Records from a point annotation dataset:
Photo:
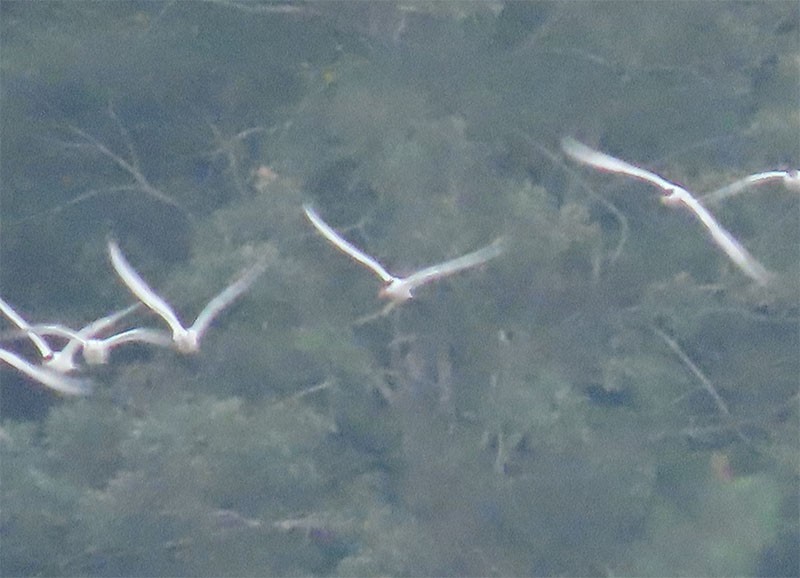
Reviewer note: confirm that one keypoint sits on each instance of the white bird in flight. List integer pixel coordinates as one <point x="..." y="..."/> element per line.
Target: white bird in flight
<point x="96" y="351"/>
<point x="675" y="195"/>
<point x="54" y="380"/>
<point x="399" y="289"/>
<point x="185" y="339"/>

### THE REQUEST
Copy the lines above word for word, leaving out the picture.

### SOLUTION TO THE PROBLEM
Photo:
Reviewer note: confirm that one keypoint sits on each instance of the white bird in flight. List integer pixel coordinates as one <point x="..." y="..."/> element per line.
Target: white bird in flight
<point x="96" y="351"/>
<point x="675" y="195"/>
<point x="54" y="380"/>
<point x="399" y="289"/>
<point x="185" y="339"/>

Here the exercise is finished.